▸ **Description of the task**
Edit the records below so that every occurrence of "one dot per instance" reads "one point per instance", leaving all other text unchanged. Leave the pictures out of the answer.

Photo object pointing records:
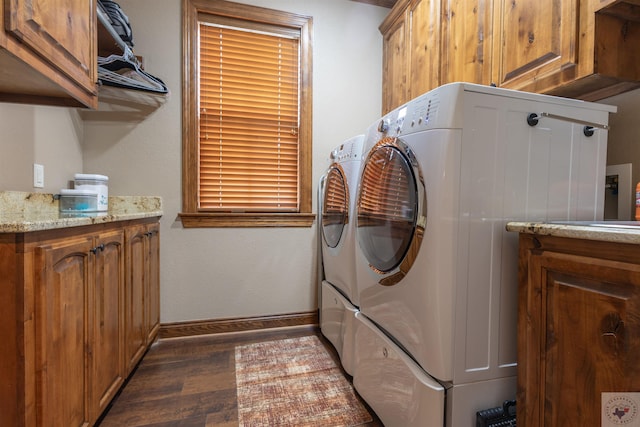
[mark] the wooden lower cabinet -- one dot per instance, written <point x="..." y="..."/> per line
<point x="142" y="306"/>
<point x="63" y="322"/>
<point x="578" y="328"/>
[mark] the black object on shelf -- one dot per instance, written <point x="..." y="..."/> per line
<point x="504" y="416"/>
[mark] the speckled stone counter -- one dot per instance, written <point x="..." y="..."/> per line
<point x="22" y="212"/>
<point x="608" y="231"/>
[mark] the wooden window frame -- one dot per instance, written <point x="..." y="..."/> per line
<point x="191" y="216"/>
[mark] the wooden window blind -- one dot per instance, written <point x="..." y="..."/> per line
<point x="248" y="120"/>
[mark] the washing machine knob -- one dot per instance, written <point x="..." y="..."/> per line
<point x="383" y="126"/>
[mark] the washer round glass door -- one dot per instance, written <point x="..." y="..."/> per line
<point x="391" y="210"/>
<point x="335" y="206"/>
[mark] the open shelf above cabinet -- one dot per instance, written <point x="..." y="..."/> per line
<point x="117" y="103"/>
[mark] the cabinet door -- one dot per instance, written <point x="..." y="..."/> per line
<point x="108" y="336"/>
<point x="153" y="282"/>
<point x="394" y="64"/>
<point x="424" y="41"/>
<point x="579" y="333"/>
<point x="63" y="291"/>
<point x="135" y="331"/>
<point x="536" y="43"/>
<point x="467" y="37"/>
<point x="62" y="31"/>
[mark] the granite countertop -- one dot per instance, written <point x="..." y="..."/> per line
<point x="22" y="212"/>
<point x="608" y="231"/>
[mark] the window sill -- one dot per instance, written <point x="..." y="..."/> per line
<point x="211" y="220"/>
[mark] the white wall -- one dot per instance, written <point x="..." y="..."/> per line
<point x="219" y="273"/>
<point x="50" y="136"/>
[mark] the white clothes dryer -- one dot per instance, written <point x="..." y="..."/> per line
<point x="339" y="297"/>
<point x="436" y="269"/>
<point x="336" y="220"/>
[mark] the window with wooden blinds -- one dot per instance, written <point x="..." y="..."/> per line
<point x="247" y="116"/>
<point x="248" y="120"/>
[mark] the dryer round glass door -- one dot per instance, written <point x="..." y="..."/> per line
<point x="335" y="207"/>
<point x="391" y="210"/>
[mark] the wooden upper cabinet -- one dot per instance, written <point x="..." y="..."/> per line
<point x="424" y="39"/>
<point x="537" y="44"/>
<point x="467" y="28"/>
<point x="48" y="52"/>
<point x="395" y="57"/>
<point x="583" y="49"/>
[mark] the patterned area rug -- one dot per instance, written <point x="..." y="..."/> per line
<point x="294" y="382"/>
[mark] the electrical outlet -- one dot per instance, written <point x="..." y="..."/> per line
<point x="38" y="175"/>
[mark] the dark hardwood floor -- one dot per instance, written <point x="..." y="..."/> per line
<point x="191" y="382"/>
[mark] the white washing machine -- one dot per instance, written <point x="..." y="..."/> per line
<point x="339" y="296"/>
<point x="436" y="269"/>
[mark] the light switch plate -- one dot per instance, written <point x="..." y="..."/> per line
<point x="38" y="175"/>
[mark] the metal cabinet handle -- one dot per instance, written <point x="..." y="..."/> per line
<point x="95" y="250"/>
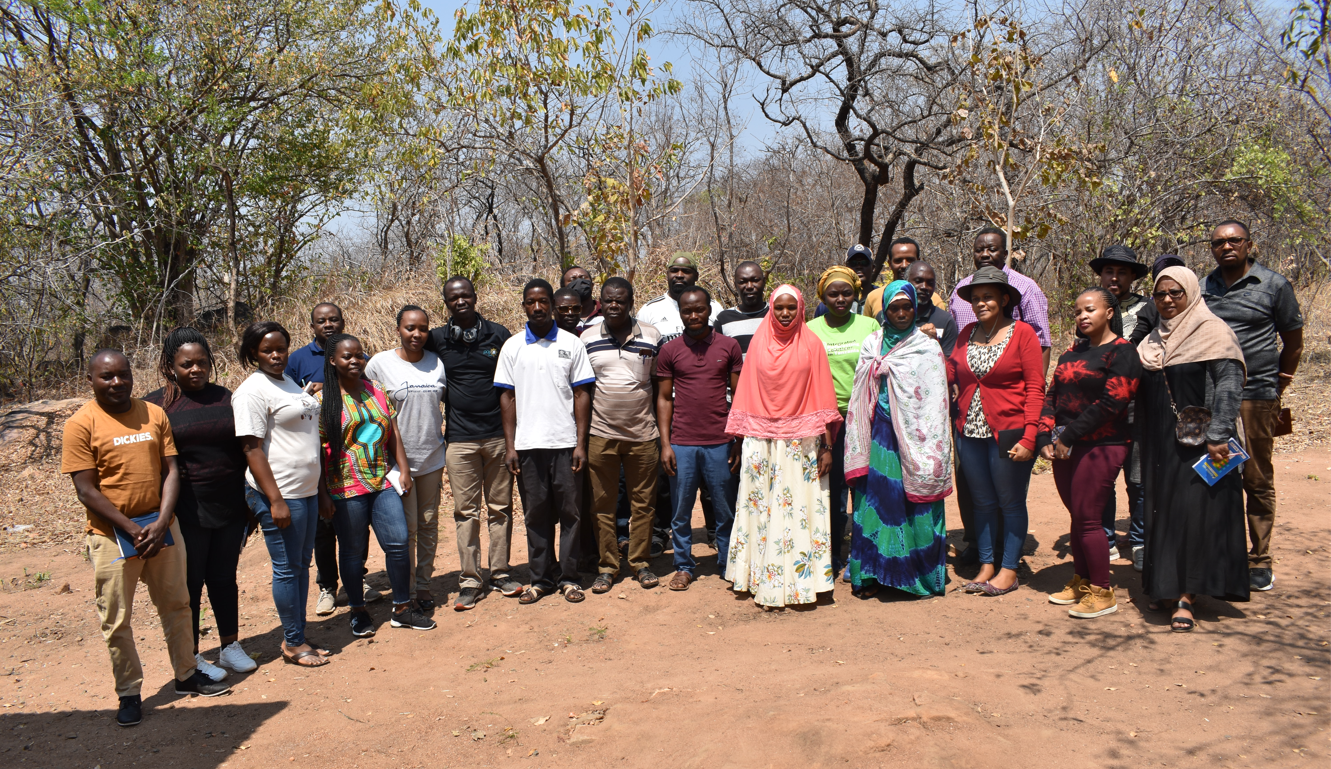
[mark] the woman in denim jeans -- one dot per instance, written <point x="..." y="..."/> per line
<point x="360" y="447"/>
<point x="277" y="423"/>
<point x="997" y="381"/>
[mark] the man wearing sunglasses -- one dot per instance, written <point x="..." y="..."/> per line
<point x="1259" y="306"/>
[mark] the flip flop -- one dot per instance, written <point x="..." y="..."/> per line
<point x="1186" y="621"/>
<point x="306" y="655"/>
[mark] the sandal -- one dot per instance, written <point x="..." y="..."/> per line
<point x="306" y="655"/>
<point x="1187" y="623"/>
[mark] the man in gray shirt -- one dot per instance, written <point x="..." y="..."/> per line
<point x="1261" y="307"/>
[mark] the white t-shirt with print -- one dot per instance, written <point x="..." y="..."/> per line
<point x="542" y="374"/>
<point x="288" y="419"/>
<point x="417" y="393"/>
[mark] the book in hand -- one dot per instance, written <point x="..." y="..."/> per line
<point x="1210" y="472"/>
<point x="127" y="543"/>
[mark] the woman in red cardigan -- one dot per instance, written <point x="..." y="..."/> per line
<point x="996" y="374"/>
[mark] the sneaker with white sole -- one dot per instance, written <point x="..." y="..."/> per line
<point x="1096" y="603"/>
<point x="326" y="604"/>
<point x="209" y="669"/>
<point x="234" y="657"/>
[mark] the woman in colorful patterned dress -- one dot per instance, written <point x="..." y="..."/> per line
<point x="899" y="455"/>
<point x="785" y="410"/>
<point x="360" y="449"/>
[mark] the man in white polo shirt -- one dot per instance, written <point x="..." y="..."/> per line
<point x="546" y="406"/>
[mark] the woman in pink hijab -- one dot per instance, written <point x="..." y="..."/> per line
<point x="785" y="410"/>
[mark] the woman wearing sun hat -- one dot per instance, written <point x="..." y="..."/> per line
<point x="997" y="381"/>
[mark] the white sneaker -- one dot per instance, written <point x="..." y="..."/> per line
<point x="234" y="657"/>
<point x="209" y="669"/>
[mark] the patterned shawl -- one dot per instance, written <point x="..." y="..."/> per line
<point x="912" y="367"/>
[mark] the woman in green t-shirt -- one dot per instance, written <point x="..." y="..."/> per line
<point x="843" y="333"/>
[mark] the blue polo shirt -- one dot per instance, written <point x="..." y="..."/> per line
<point x="306" y="365"/>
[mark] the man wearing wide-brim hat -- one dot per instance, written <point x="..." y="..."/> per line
<point x="1118" y="269"/>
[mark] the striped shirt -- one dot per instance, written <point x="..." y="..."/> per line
<point x="1033" y="307"/>
<point x="622" y="406"/>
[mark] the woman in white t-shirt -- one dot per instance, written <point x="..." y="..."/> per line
<point x="278" y="425"/>
<point x="413" y="378"/>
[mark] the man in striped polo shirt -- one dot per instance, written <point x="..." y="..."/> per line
<point x="623" y="431"/>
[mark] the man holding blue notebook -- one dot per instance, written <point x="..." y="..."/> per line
<point x="115" y="450"/>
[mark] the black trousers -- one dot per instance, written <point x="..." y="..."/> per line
<point x="551" y="494"/>
<point x="325" y="556"/>
<point x="210" y="558"/>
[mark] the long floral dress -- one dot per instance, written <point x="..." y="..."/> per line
<point x="780" y="547"/>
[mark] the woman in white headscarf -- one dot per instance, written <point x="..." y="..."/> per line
<point x="1194" y="532"/>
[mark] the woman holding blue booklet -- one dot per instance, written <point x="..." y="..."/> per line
<point x="1189" y="402"/>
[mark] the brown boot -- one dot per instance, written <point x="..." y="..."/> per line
<point x="1097" y="602"/>
<point x="1070" y="594"/>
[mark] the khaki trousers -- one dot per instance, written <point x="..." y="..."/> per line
<point x="1259" y="419"/>
<point x="481" y="482"/>
<point x="115" y="583"/>
<point x="422" y="508"/>
<point x="640" y="462"/>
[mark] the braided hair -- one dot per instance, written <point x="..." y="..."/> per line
<point x="1116" y="323"/>
<point x="177" y="338"/>
<point x="330" y="415"/>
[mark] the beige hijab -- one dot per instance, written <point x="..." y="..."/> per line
<point x="1194" y="335"/>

▸ **Answer to the problem**
[mark] the wooden lower cabinet -- one point per instance, written <point x="..." y="..."/> per line
<point x="142" y="306"/>
<point x="63" y="322"/>
<point x="578" y="328"/>
[mark] the black object on shelf -- one point per instance, written <point x="..." y="..."/> per line
<point x="504" y="416"/>
[mark] the speckled stone counter -- one point per instance, written <point x="..." y="..."/> per line
<point x="22" y="212"/>
<point x="608" y="231"/>
[mark] the wooden window frame -- one point per instance, written <point x="..." y="..."/> per line
<point x="191" y="216"/>
[mark] the wooden window blind -- one point per instance, written <point x="..." y="..."/> per line
<point x="248" y="120"/>
[mark] the washing machine knob -- one point per instance, written <point x="..." y="..."/> per line
<point x="383" y="126"/>
[mark] the washer round glass door -- one point per instance, written <point x="..." y="..."/> per line
<point x="391" y="210"/>
<point x="335" y="206"/>
[mark] the open shelf above cabinet -- one point per instance, written <point x="..." y="..."/> per line
<point x="117" y="103"/>
[mark] the cabinet door -- one point per instance, written <point x="..." y="..."/> per line
<point x="108" y="336"/>
<point x="153" y="282"/>
<point x="394" y="64"/>
<point x="424" y="41"/>
<point x="579" y="333"/>
<point x="63" y="291"/>
<point x="135" y="331"/>
<point x="536" y="43"/>
<point x="467" y="37"/>
<point x="62" y="31"/>
[mark] the granite countertop -- one point per instance, written <point x="..." y="..."/> per line
<point x="22" y="212"/>
<point x="608" y="231"/>
[mark] the window sill -- one point per instance, written <point x="..." y="..."/> per line
<point x="211" y="220"/>
[mark] the white wall -- one point per instance, written <point x="..." y="..."/> per line
<point x="219" y="273"/>
<point x="50" y="136"/>
[mark] the white clothes dryer -- one point per instance, written <point x="..." y="..."/> per line
<point x="339" y="297"/>
<point x="436" y="269"/>
<point x="336" y="220"/>
[mark] the window with wooden blinds -- one point per instance, written <point x="..." y="..."/> per line
<point x="247" y="116"/>
<point x="248" y="120"/>
[mark] the dryer round glass door -- one point per instance, written <point x="..." y="..."/> per line
<point x="335" y="207"/>
<point x="391" y="210"/>
[mark] the wooden upper cabinet -- one point per instance, written <point x="..." y="..."/> per line
<point x="424" y="39"/>
<point x="537" y="44"/>
<point x="467" y="28"/>
<point x="48" y="52"/>
<point x="395" y="57"/>
<point x="583" y="49"/>
[mark] the patterned area rug -- one point per instance, written <point x="..." y="..."/> per line
<point x="294" y="382"/>
[mark] the electrical outlet -- one point per instance, written <point x="..." y="..."/> per line
<point x="38" y="175"/>
[mark] the dark hardwood floor -- one point per instance, written <point x="..." y="..."/> per line
<point x="191" y="382"/>
[mark] the white washing machine -- one point per instance, written <point x="..." y="..."/> per line
<point x="339" y="296"/>
<point x="436" y="269"/>
[mark] the light switch plate -- one point per instance, written <point x="..." y="..."/> per line
<point x="38" y="175"/>
[mark] the metal cabinet handle -- one point per instance, written <point x="..." y="..."/> per line
<point x="95" y="250"/>
[mark] the woman in denim jeans -- one point per instance, written <point x="..." y="..."/> per line
<point x="360" y="447"/>
<point x="277" y="423"/>
<point x="997" y="381"/>
[mark] the man wearing sunglasses -- one point per instance, written <point x="..." y="..."/> per line
<point x="1259" y="306"/>
[mark] the flip flop -- one point per instance, written <point x="..." y="..."/> per line
<point x="1186" y="621"/>
<point x="306" y="655"/>
[mark] the sandal -- one point per instance, written <point x="..." y="..."/> per line
<point x="306" y="655"/>
<point x="1187" y="623"/>
[mark] the man in gray shirt -- one point per instance, written <point x="..." y="..."/> per line
<point x="1261" y="307"/>
[mark] the white t-shirt with print -- one point per instance, written <point x="..." y="..."/> per line
<point x="542" y="374"/>
<point x="288" y="419"/>
<point x="417" y="393"/>
[mark] the book in hand -- one point per instance, written <point x="..." y="..."/> per line
<point x="1210" y="472"/>
<point x="127" y="543"/>
[mark] the woman in red cardigan -- one point per instance, written <point x="..." y="..."/> per line
<point x="996" y="374"/>
[mark] the sneaker with white sole -- one point per instance, written <point x="..." y="..."/> per line
<point x="1096" y="603"/>
<point x="326" y="604"/>
<point x="209" y="669"/>
<point x="234" y="657"/>
[mark] the woman in colorful patterned dress -- one point per instance, written <point x="..." y="..."/> per line
<point x="899" y="455"/>
<point x="785" y="410"/>
<point x="360" y="449"/>
[mark] the man in white polo shirt -- one point per instance, written <point x="..." y="..."/> per line
<point x="546" y="406"/>
[mark] the woman in pink hijab -- one point per instance, written <point x="..." y="..."/> per line
<point x="785" y="410"/>
[mark] the woman wearing sun hat -- one point per instance, written <point x="..." y="..."/> per line
<point x="997" y="381"/>
[mark] the white sneaker -- one point per instance, written <point x="..." y="..."/> per line
<point x="234" y="657"/>
<point x="209" y="669"/>
[mark] the patterned shawl -- one point per instance, written <point x="..." y="..."/> per line
<point x="912" y="367"/>
[mark] the woman in green t-shirt -- one point per instance, written <point x="..." y="..."/> per line
<point x="843" y="333"/>
[mark] the blue polo shirt -- one point per instance, written <point x="..." y="..."/> per line
<point x="306" y="365"/>
[mark] the man wearing wide-brim hat -- one point per instance, written <point x="..." y="..."/> per line
<point x="1118" y="269"/>
[mark] the striped shirt -- one point per instance, written <point x="..." y="..."/> per line
<point x="1033" y="307"/>
<point x="622" y="406"/>
[mark] the woman in white t-shirt -- one point per instance, written <point x="..." y="..."/> per line
<point x="278" y="425"/>
<point x="413" y="378"/>
[mark] the man in striped polo shirt -- one point per instance, written <point x="..." y="..."/> per line
<point x="623" y="431"/>
[mark] the man holding blue notebook -- one point per instance, written <point x="..." y="..."/> per line
<point x="115" y="450"/>
[mark] the black trousers -- one point per instance, written <point x="..." y="..."/> per line
<point x="551" y="494"/>
<point x="325" y="556"/>
<point x="210" y="558"/>
[mark] the long floral dress -- one point per instance, written <point x="..." y="..."/> per line
<point x="780" y="547"/>
[mark] the woman in white headscarf -- one point per instance, written <point x="..." y="..."/> per line
<point x="1194" y="532"/>
[mark] the woman holding blue booklet -- one point per instance, written <point x="..." y="..."/> per line
<point x="1189" y="402"/>
[mark] the brown boot -- one point per instance, written <point x="..." y="..."/> per line
<point x="1097" y="602"/>
<point x="1070" y="594"/>
[mark] the khaki trousers -- one point per instance, written <point x="..." y="..."/> per line
<point x="1259" y="419"/>
<point x="481" y="482"/>
<point x="115" y="583"/>
<point x="422" y="508"/>
<point x="640" y="462"/>
[mark] the braided hair -- one point per instance, written <point x="..." y="..."/> per line
<point x="1116" y="323"/>
<point x="177" y="338"/>
<point x="330" y="415"/>
[mark] the beige hijab -- one point per instance, written <point x="..." y="..."/> per line
<point x="1194" y="335"/>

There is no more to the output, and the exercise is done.